TASK TO CARRY OUT — Retype exactly the stretch of lines that begins at the line containing "Q: For the photo above, point to the window, giving" and ends at the last line of the data, with no other lines.

Excerpts of location labeling data

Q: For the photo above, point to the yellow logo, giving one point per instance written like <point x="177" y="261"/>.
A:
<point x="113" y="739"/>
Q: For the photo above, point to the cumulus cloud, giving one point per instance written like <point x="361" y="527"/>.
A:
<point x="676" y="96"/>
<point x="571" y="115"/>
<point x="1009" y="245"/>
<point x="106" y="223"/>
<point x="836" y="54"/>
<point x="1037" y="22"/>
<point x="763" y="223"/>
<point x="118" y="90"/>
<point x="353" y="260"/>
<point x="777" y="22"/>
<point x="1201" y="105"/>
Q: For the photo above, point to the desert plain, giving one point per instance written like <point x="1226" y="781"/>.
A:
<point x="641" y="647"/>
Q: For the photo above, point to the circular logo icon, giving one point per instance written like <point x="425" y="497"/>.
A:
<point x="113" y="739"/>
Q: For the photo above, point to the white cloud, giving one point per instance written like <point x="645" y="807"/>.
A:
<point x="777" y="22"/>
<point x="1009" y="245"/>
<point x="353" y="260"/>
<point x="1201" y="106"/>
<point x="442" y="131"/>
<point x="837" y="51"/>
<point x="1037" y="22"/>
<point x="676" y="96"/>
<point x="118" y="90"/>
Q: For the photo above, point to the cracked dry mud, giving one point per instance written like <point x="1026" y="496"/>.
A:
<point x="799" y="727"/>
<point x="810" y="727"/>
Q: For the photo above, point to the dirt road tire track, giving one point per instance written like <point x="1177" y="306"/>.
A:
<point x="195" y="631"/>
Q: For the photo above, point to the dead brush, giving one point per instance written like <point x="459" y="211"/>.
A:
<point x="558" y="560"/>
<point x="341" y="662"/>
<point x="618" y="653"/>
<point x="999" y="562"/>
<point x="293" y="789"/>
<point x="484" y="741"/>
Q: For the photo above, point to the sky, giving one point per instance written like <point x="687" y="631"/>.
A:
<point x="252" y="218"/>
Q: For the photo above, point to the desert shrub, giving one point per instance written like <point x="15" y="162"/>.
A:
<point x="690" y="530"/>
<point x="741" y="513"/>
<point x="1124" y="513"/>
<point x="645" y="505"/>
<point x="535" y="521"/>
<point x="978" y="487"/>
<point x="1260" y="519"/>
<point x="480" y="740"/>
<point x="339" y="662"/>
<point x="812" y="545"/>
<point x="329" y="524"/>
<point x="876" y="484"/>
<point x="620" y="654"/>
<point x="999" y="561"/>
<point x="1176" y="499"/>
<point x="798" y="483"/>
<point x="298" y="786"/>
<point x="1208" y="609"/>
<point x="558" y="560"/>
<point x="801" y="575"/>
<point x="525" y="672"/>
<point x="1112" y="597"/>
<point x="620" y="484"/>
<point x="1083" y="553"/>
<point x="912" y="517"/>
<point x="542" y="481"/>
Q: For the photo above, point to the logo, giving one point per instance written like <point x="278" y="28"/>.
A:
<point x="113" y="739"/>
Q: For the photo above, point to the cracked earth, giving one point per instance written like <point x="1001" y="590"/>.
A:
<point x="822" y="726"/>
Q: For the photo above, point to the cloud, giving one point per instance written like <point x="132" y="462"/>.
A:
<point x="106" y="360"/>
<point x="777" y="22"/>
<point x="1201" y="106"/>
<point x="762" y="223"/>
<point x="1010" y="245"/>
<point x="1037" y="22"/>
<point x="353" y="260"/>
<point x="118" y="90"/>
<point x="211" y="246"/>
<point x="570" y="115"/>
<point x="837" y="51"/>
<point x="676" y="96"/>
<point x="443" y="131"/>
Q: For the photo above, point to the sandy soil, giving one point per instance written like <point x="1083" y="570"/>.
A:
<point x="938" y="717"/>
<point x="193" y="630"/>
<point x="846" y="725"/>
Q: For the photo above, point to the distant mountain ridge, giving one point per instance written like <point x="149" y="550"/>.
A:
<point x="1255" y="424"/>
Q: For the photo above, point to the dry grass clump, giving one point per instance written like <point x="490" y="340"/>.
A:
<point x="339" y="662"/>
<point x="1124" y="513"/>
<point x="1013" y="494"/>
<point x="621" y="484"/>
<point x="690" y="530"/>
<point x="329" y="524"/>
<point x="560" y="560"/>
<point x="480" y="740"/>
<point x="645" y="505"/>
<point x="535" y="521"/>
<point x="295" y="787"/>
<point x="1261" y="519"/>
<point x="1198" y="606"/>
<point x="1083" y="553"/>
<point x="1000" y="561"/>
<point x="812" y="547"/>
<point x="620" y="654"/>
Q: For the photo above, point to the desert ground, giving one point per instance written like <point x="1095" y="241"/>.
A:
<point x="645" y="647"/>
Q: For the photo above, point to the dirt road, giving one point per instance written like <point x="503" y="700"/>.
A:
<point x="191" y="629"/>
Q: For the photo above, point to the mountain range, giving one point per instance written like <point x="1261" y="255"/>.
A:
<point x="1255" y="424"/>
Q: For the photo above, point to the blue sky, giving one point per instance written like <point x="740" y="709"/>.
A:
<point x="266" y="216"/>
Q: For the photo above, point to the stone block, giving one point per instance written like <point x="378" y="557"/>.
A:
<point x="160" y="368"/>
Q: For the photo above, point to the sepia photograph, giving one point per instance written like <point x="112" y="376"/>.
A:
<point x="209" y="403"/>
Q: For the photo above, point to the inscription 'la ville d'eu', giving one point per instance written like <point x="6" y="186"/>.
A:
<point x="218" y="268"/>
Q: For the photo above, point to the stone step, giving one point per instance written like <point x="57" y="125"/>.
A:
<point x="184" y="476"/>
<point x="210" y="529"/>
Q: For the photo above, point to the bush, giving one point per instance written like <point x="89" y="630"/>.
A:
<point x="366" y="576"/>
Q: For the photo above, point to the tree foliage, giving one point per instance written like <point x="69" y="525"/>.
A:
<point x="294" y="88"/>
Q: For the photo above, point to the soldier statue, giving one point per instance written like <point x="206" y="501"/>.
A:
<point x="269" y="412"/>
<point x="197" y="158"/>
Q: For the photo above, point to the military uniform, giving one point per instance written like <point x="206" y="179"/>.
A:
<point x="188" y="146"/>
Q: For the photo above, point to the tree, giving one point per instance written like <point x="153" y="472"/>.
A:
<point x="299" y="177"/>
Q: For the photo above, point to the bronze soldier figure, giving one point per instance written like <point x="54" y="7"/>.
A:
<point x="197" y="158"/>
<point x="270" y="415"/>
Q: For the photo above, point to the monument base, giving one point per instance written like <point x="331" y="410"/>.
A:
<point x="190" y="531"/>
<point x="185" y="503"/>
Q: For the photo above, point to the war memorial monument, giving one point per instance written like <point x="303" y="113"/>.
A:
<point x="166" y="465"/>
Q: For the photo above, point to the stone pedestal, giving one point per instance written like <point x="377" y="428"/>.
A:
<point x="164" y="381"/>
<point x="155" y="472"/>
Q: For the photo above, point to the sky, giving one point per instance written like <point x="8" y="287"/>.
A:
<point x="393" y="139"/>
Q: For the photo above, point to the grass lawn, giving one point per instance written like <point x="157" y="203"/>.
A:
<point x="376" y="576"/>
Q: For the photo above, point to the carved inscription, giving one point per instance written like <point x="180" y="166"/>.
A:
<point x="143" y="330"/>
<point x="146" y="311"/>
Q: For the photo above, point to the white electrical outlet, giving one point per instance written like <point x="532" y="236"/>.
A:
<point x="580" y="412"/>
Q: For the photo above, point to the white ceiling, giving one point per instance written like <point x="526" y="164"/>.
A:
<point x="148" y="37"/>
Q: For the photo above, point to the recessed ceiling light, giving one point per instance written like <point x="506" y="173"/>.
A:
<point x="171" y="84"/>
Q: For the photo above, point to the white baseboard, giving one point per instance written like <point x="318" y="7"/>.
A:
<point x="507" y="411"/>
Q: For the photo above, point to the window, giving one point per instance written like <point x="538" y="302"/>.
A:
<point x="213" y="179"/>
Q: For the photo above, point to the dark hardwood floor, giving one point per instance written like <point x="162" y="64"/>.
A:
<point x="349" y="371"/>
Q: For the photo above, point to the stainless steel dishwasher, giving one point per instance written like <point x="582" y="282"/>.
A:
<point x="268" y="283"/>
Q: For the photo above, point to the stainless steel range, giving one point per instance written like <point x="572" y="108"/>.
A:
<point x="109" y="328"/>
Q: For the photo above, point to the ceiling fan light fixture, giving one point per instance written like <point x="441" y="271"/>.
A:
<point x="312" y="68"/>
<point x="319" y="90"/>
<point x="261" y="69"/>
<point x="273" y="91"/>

SOLUTION TO THE PROBLEM —
Q: For the photo above, point to the window, giving one point per instance written like <point x="538" y="302"/>.
A:
<point x="213" y="179"/>
Q: For the photo above, point to the dark hardwood floor, giving one point per instance written like <point x="162" y="64"/>.
A:
<point x="349" y="371"/>
Q: For the photo above, point to the stainless steel dishwasher, giving one point per instance written like <point x="582" y="282"/>.
A:
<point x="268" y="283"/>
Q: For the photo above, point to the stainless steel range, giving one point per instance written like <point x="572" y="108"/>.
A:
<point x="109" y="328"/>
Q: For the photo above, point to the ceiling fan light fixture, giving one point per instance written like <point x="441" y="271"/>.
A:
<point x="312" y="68"/>
<point x="319" y="90"/>
<point x="261" y="69"/>
<point x="273" y="91"/>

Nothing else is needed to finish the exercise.